文件正文 -
^^^^^^^^^^^^^^^^
周笑盈 魏大威
(國家圖書館 北京 100081)
回溯人類文明的發展,科技與文化一直都是時代發展的主旋律。文化積累推動科技發展,科技進步促進文化生產、加速文化傳播、豐富文化積累。深入研究新技術環境下傳統文化的傳播推廣模式,總結規律、發現重點、為我所用,對優秀傳統文化的繼承、發展、傳播具有重要意義。
現代技術條件下,文化傳承和文藝創作的環境、模式和社會需求發生了重大改變,黨中央高度重視文化繁榮與發展,持續制定并出臺了一系列文化扶持政策,多次強調以技術手段創新文化發展,加強新媒體與傳統文化相融合。2017年中共中央辦公廳、國務院辦公廳聯合發布《關于實施中華優秀傳統文化傳承發展工程的意見》,提出要保護傳承文化遺產,推進數字化保存和傳播,滋養文藝創作,綜合運用各類載體,融通多媒體資源,加大宣傳教育力度,充分發揮圖書館、文化館等公共文化機構在傳承發展中華優秀傳統文化中的作用[1]。2017年2月,文化部發布《“十三五”時期文化發展改革規劃》,提出“到2020年,中華優秀傳統文化傳承發展體系初步形成”“建設優秀傳統文化傳承發展示范區”“把弘揚優秀傳統文化與發展現實文化有機統一起來,緊密結合起來,在繼承中發展,在發展中繼承”[2]。2017年10月18日,習近平總書記在黨的十九大報告中指出:“文化是一個國家、一個民族的靈魂。文化興國運興,文化強民族強。沒有高度的文化自信,沒有文化的繁榮興盛,就沒有中華民族偉大復興。”[3]
我國政府歷來重視傳統文化的傳承與推廣,在中央和部委的大力支持下實施了中華古籍保護計劃、曲藝傳承發展計劃、中華傳統文化百部經典、公共數字文化工程等一系列文化工程項目。
在文物保護與展陳領域,新技術提高了準確性與工作效率。在文物保護中,三維激光掃描技術、無人機、近景攝影測量等非接觸式的三維信息采集技術協助了文物修復,如2011年中國文化遺產研究院利用TLS數字化技術掃描重慶大足石刻千手觀音,形成精確模型,用于千手觀音的搶救性恢復[4]。在文物展陳領域,將RFID 、傳感器、視頻圖像、網絡等新興技術用于藏品管理[5]。
在文化傳播和服務推廣領域,媒體融合促進了傳統文化傳播。例如2008年北京奧運會開幕式設計的巨幅中國寫意長卷和2018年平昌冬奧會的“北京8分鐘”利用機器人演出展示中國最先進的高科技和人工智能;2015年故宮博物院的“端門數字館”項目,通過運用AI、VR、語音圖像識別等技術,實現了觀眾與歷史人物對話,大大提升了觀眾體驗;國家典籍博物館《甲骨文記憶》展通過設計投影互動場景,讓觀眾全方位了解甲骨文的起源故事。伴隨智能移動終端的應用與推廣,傳播智慧化、管理智慧化和服務智慧化與智能手機、平板電腦、車載智能終端、可穿戴設備、智能化家庭設備等實現了深度融合。清華大學圖書館開發智能聊天機器人“小圖”;故宮博物院設計了掌上應用《每日故宮》;國家圖書館利用在線網絡公開課MOOC平臺促進傳統文化推廣,發布國民通識教育課程,通過微信公眾服務平臺開通了“國家圖書館”“掌上國圖”等10余個公眾號[6]。
^^^^^^^^^^^^^^^^
所給條目 -

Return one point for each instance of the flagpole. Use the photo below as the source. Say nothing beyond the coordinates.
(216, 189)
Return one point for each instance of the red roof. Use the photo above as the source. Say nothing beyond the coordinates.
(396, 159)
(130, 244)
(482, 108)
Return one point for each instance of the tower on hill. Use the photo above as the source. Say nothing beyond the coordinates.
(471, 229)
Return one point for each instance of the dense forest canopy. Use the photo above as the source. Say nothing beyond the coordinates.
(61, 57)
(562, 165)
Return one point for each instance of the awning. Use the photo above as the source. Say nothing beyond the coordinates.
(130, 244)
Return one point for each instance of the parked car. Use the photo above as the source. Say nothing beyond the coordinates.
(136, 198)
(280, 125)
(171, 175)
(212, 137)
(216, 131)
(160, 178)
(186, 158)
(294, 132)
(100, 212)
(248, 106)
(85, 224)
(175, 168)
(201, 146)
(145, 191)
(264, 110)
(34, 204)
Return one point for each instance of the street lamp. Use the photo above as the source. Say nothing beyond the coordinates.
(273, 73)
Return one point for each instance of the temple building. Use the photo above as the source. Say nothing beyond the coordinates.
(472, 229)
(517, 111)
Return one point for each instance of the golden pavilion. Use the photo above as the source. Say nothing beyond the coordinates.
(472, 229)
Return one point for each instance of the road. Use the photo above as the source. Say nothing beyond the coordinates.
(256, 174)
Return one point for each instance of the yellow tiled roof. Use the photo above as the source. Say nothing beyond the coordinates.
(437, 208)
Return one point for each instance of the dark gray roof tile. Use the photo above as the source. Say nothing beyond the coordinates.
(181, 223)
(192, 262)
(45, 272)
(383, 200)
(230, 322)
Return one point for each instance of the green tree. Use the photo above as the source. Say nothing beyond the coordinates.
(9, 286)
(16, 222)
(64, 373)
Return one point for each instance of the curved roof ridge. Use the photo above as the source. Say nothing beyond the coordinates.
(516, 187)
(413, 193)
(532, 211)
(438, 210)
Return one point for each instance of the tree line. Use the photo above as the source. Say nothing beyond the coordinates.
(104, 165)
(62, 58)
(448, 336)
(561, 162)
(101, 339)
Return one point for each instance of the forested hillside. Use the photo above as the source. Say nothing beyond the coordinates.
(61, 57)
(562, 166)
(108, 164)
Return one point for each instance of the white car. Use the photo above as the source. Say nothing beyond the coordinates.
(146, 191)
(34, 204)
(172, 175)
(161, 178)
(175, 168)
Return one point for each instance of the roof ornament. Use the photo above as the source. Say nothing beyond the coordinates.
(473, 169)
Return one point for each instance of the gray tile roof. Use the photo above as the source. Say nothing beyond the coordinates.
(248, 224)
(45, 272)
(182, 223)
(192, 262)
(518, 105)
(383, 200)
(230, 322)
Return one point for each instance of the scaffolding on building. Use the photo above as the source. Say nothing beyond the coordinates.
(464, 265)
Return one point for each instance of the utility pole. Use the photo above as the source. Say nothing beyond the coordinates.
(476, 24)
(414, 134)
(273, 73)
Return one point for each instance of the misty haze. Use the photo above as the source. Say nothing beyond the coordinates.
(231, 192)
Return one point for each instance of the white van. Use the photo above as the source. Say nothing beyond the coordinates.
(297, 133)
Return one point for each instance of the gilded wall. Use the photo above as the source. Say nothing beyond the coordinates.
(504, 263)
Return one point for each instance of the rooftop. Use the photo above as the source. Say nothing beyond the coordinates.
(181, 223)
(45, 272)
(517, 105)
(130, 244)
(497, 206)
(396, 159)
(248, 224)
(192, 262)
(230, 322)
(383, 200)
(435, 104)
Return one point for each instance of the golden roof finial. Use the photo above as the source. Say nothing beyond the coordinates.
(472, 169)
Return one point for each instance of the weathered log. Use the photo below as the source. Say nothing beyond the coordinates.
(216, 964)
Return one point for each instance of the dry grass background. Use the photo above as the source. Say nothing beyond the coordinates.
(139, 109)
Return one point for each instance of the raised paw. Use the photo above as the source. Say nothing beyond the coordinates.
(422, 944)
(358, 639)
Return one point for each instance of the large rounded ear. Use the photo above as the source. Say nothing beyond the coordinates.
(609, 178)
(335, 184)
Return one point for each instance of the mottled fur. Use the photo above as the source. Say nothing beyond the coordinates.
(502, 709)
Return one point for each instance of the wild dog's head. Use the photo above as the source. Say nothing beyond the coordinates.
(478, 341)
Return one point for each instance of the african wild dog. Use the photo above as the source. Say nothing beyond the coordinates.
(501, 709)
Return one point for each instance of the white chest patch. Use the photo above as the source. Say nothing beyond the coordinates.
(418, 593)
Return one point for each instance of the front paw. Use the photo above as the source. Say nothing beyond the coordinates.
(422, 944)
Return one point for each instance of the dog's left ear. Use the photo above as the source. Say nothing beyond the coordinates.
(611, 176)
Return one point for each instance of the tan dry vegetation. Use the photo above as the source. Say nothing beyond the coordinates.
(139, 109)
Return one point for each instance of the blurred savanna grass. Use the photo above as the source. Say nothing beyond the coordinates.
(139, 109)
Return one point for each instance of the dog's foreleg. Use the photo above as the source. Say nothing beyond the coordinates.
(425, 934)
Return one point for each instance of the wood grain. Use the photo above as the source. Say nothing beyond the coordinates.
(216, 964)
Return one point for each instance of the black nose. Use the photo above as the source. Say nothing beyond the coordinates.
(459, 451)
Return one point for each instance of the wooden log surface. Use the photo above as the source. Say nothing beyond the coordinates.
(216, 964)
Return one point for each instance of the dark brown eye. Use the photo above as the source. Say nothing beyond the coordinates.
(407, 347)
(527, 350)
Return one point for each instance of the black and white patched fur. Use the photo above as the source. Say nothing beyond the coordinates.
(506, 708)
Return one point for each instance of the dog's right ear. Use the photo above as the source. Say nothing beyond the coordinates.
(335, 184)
^^^^^^^^^^^^^^^^
任務 -
上面那篇講新技術怎樣幫傳統文化傳播的文章,請從它最後一句後面接著寫下去。

結果 -
在文化產品的開發與利用領域,資源整合提高了公共數字文化服務效能。國家圖書館運用“國家數字文化網”整合各類音視頻資源,通過“春雨工程”“文化幫扶”等項目促進全國文化信息資源共享;上海博物館通過開發可視化數據管理中心,建立起博物館核心數據資源支撐平臺;杭州圖書館于2016年底與螞蟻金服洽談合作,引進智能咨詢機器人項目。
在文化創意產品開發與應用領域,技術應用提升了產業附加值收益。國家博物館設立了多個文創實體店(紀念品店、博文齋、名人名家店、國博茶藝館等)和10多個銷售點,設計開發文創產品3 000余款,與阿里巴巴、上海自貿區等共同打造“中國文博知識產權交易平臺”;杭州市利用自身的歷史文化資源優勢、高校人才資源優勢和自然生態資源優勢設立文創園區和文創特色小鎮。電影、動畫、綜藝產品的開發如火如荼,國產動畫電影《大魚海棠》《大圣歸來》等都實現了經典傳統文學作品的“現代轉化”。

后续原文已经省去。